Material shown:

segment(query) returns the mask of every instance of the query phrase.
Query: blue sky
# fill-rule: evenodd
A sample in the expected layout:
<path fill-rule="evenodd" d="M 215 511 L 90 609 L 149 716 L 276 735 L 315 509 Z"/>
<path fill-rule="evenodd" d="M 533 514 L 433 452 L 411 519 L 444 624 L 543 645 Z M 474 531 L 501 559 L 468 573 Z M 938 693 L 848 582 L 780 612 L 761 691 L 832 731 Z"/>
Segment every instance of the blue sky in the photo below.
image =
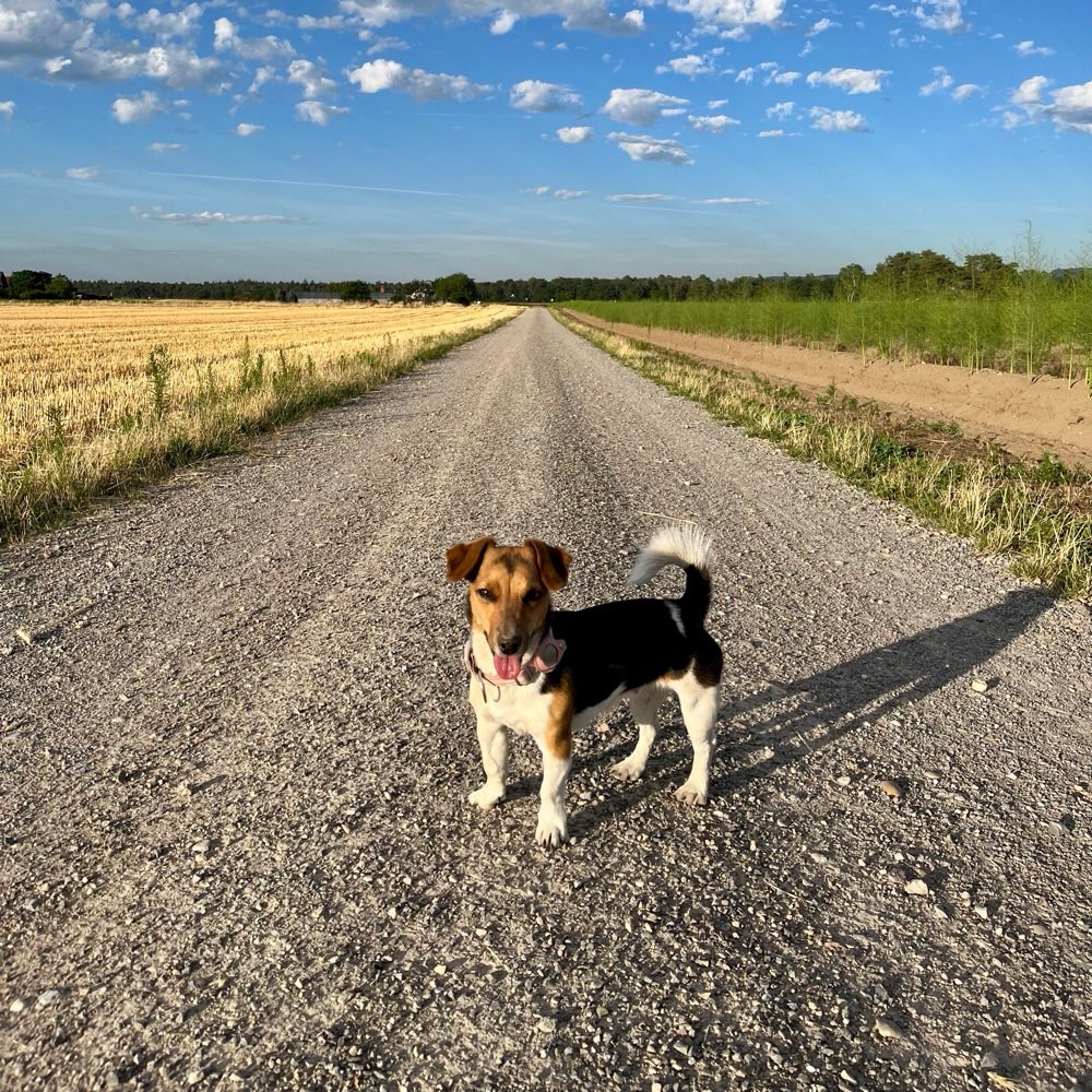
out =
<path fill-rule="evenodd" d="M 870 270 L 1092 250 L 1089 0 L 0 0 L 0 269 Z M 1092 259 L 1090 259 L 1092 260 Z"/>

Stated goal:
Substitute "format" for "layout" in the part of the material that opens with its first line and closes with the line containing "215 511 L 90", and give back only that part with nothing else altered.

Expected answer:
segment(query) returns the mask of every instance of the query phrase.
Query: blue sky
# fill-rule: evenodd
A sample in the expected format:
<path fill-rule="evenodd" d="M 215 511 L 90 609 L 149 716 L 276 735 L 315 509 Z"/>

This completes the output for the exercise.